EXTRAIT À LIRE.
Paris, 3 heures du matin, une nuit d’un été indien en octobre. Quelque part au sud de l’église Saint Paul souffle un vent frais.
C’est la Nuit Blanche 2010. On vient de traverser les masses humaines attirées par les installations qui décorent pendant quelques heures Chatelet, l’Hôtel de Ville, l’église Saint Eustache. Paris est jeune, belle, transpire la Vie ce soir.
En arrivant dans ce quartier, monument du passé, on se sent accueilli à la fois par les souvenirs et l’avenir de la capitale à travers les apparitions de l’art contemporain et les traces de l’époque médiévale. Moins de chasseurs d’événements et de sensations nocturnes sont arrivés jusqu’à ce coin de la Rive Droite. Apaisés, nous nous lançons dans une nouvelle recherche de surprises en suivant le labyrinthe de bâtiments éclairés par la lumière bleutée et jaunâtre de la nuit.
Des bruitages se distinguent de plus en plus nettement et, en se rapprochant de leur source, nous commençons à croiser des confrères noctambules. Dans un coin derrière nous des images immenses s’imposent dans cet espace urbain privé de toute autre présence remarquable.
Le vide est en fait le théâtre le plus cohérent pour l’installation que Yuka Toyoshima nous propose dans les jardins de Saint Paul. Car c’est un vide imprégné de mémoire : l’enceinte de Philippe Auguste, une pièce héritée de l’époque médiévale qui pour l’artiste japonaise devient un écran et une feuille vierge pour accueillir ses idées. Sur les pierres s’étale un triptyque d’images animées dont les deux cadres latéraux présentent en plan fixe des chutes d’eau tandis que dans le plan central se déroule ce qui s’avère le fil narratif. S’enchaînent des scènes de danse, de parties de football, de paysages urbains et de la nature qui nous offrent des chemins à prendre pour déchiffrer ce qui pour l’instant demeure une énigme.

DONNÉES BRUTES.
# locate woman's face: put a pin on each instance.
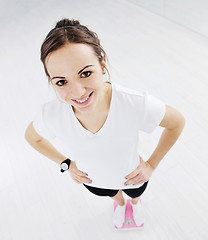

CONSIGNE ÉCRITE 1.
Répondez à ces questions sur le récit de la Nuit Blanche 2010 :
(a) À quelle heure de la nuit le récit s'ouvre-t-il ?
(b) Quels lieux ornés d'installations vient-on de traverser ?
(c) Que montrent les deux cadres latéraux du triptyque ?
CONSIGNE ÉCRITE 2. Poursuivez le récit de la Nuit Blanche 2010 après sa dernière phrase.
Les données ne sont d'aucune utilité ici.

RÉPONSE ATTENDUE 1.
(a) À 3 heures du matin.
(b) Chatelet, l'Hôtel de Ville et l'église Saint Eustache.
(c) Des chutes d'eau, en plan fixe.

RÉPONSE ATTENDUE 2.
Les trois vidéos qui se succèdent, toujours encadrées par cette eau dégoulinante, ont été produites durant les dix dernières années. Différents propos se sont ainsi introduits lors de l’évolution de leur auteur, mais un thème se retrouve dans les trois : une histoire empruntée du théâtre No. Plongé dans cet imaginaire très plastique et fragmenté, on a du mal à faire ce lien immédiatement. C’est la force du visuel qui s’impose, c’est aussi la passivité dans laquelle l’heure et le lieu nous plongent qui appelle plutôt le sensoriel que l’intellect pour percevoir ce qui nous entoure. Mais les figures, les mouvements, l’agressivité et la paix qui s’ensuivent ne laissent pas le spectateur dans la paresse d’un simple plaisir visuel, et ces éléments commencent à entrer en relation avec les autres images, avec les autres vidéos, avec le lieu, avec nous.
« Tout spectateur peut faire son interprétation personnelle sans rien connaître du concept que j’y ai introduit à l’origine », dit Yuka Toyoshima. Le processus de création est pour elle un passage, dont le travail final ne doit pas forcément garder le souvenir. Il donne une nouvelle vie à la forme artistique qui a poussé l’artiste à créer.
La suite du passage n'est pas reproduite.